Mais au fait, c’est quoi exactement un tiers-lieu ?

Suite à nos deux articles précédents consacrés à des projets de tiers-lieux, l’un aux Quatre Routes du Lot et l’autre à Gignac, vous avez certainement envie d’en savoir davantage au sujet de ces espaces hybrides, berceaux d’initiatives collectives. D’autant que la définition de « tiers-lieu » est plutôt floue et que le mot est devenu une sorte de fourre-tout. Il paraît d’ailleurs que 8 personnes sur 10 ne savent pas de quoi il s’agit. Nous vous livrons donc le résultat notre petite enquête.

Une tentative de définition

Tout d’abord, la définition du Ministère de la cohésion des territoires : « Les tiers-lieux sont des espaces physiques « pour faire ensemble » : coworking, microfolie, campus connecté, atelier partagé, fablab, garage solidaire, social place, makerspace, friche culturelle, maison de services au public… Les tiers-lieux sont les nouveaux lieux du lien social, de l’émancipation et des initiatives collectives. Ils se sont développés grâce au déploiement du numérique partout sur le territoire. Chaque lieu a sa spécificité, son fonctionnement, son mode de financement, sa communauté. Mais tous permettent les rencontres informelles, les interactions sociales, favorisent la créativité et les projets collectifs. En résumé, dans les tiers-lieux on créé, on forme, on apprend, on fabrique, on participe, on crée du lien social… ». Il ne vous aura pas échappé que cette définition fourmille de mots anglais qui trahissent les origines du concept de tiers-lieux.

> _Données fournies_:
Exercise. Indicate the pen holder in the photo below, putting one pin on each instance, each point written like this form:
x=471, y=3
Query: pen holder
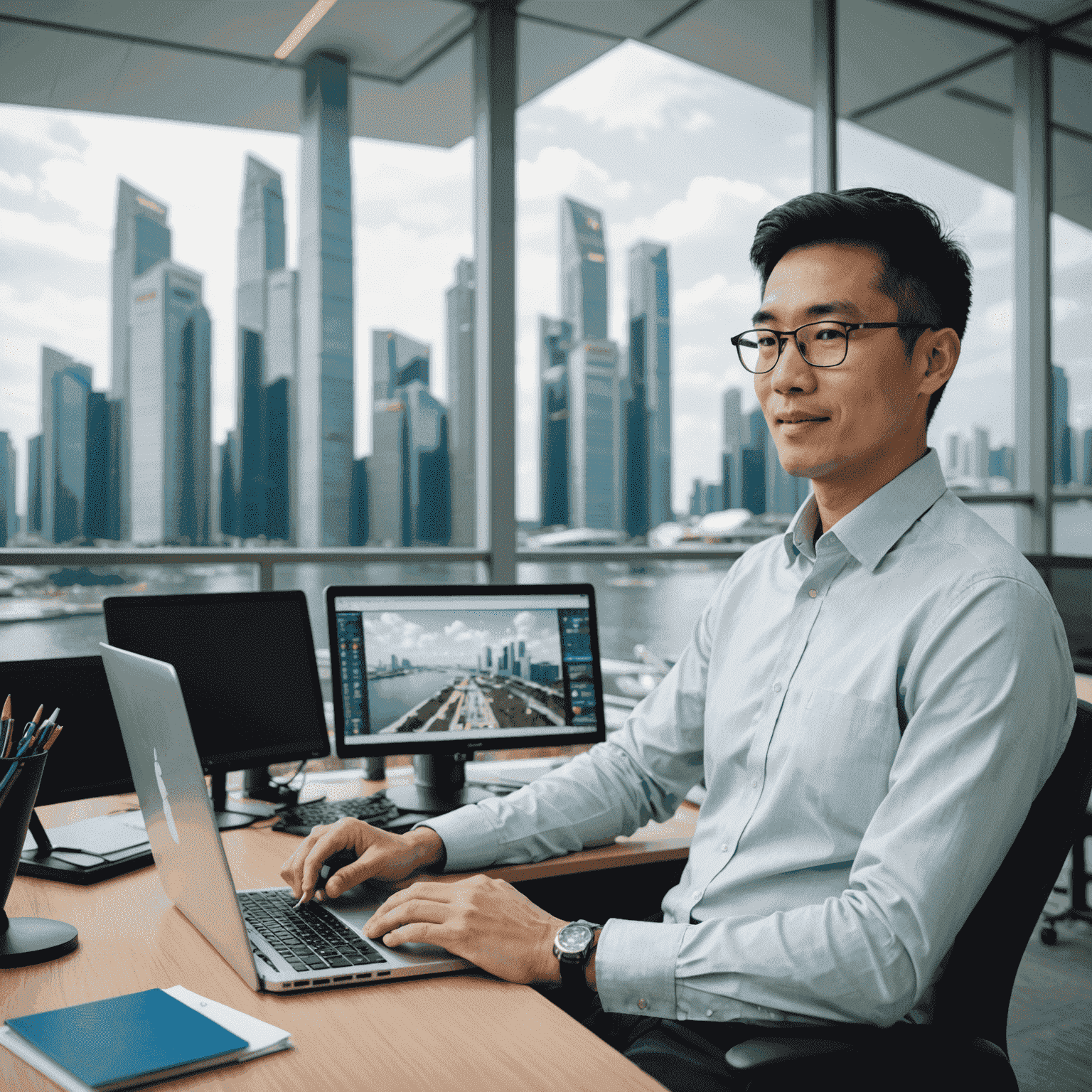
x=24, y=941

> _Exercice court 1_:
Recopiez le passage de l'article sur les tiers-lieux, en commençant à « Suite à nos » et en terminant à « notre petite enquête. ».
> _Exercice court 2_:
Rédigez la suite de l'article sur les tiers-lieux, à partir de sa dernière phrase.
Ces données viennent d'une autre source que le texte.

> _Résultat 1_:
Suite à nos deux articles précédents consacrés à des projets de tiers-lieux, l’un aux Quatre Routes du Lot et l’autre à Gignac, vous avez certainement envie d’en savoir davantage au sujet de ces espaces hybrides, berceaux d’initiatives collectives. D’autant que la définition de « tiers-lieu » est plutôt floue et que le mot est devenu une sorte de fourre-tout. Il paraît d’ailleurs que 8 personnes sur 10 ne savent pas de quoi il s’agit. Nous vous livrons donc le résultat notre petite enquête.

> _Résultat 2_:
Un petit historique

La notion de tiers-lieu remonte aux années 80 et aux travaux du sociologue américain spécialisé dans les questions urbaines, Ray Oldenburg. Selon sa définition, le troisième lieu, entre le domicile (le premier) et le travail (le second) fait référence à des espaces où les individus peuvent se rencontrer, se réunir et échanger de façon informelle. Parce qu’ils instaurent d’autres appropriations et partages de l’espace, ils sont selon lui importants pour la société civile, la démocratie et l’engagement civique. Plus tard, c’est la mutation des modèles traditionnels de travail et d’apprentissage qui a fait renaître la notion de tiers-lieu inspirée d’Oldenburg et qui donnera le jour à Berlin en 1995, au premier espace de travail coopératif historique, le C-base. Fondé sous forme d’un « hackerspace  » participatif avec un accès gratuit au réseau internet, il est rapidement popularisé sous le terme de « coworking » lié à ces nouvelles méthodes de travail collaboratives. En France, le 1er coworking, « La Cantine », voit le jour à Paris en 2008.

Un espace de coworking

Un panel de tiers-lieux

Si l’espace de coworking est peut-être le plus connu, il y a une multitude de tiers-lieux, comme en témoigne la définition du ministère, avec des vocations différentes. Alors, pour s’y retrouver, nous allons nous appuyer sur la classification de Raphaël Besson, chercheur en économie territoriale et développement local. Cette typologie, d’ailleurs basée sur les travaux d’Oldenburg, père des tiers-lieux, distingue :

  • Les tiers-lieux d’activités désignent les espaces de travail partagés et collaboratifs. Ils répondent aussi bien aux besoins des jeunes entrepreneurs, des travailleurs nomades que des entreprises en recherche de flexibilité. On y vient pour partager des outils, et surtout croiser des expériences, échanger, imaginer des projets.
  • Les tiers-lieux d’innovation visent à stimuler les procédés d’innovation à travers l’intelligence collective, l’expérimentation et le prototypage. On retrouve par exemple dans cette catégorie les makerspaces (atelier de fabrication numérique avec mise à disposition de machines-outils), les Fab labs (laboratoires de fabrication où l’on trouve des machines, des artisans, du matériel de fabrication…) et les Living labs (laboratoires vivants participatifs qui impliquent les utilisateurs finaux dans la recherche d’innovation).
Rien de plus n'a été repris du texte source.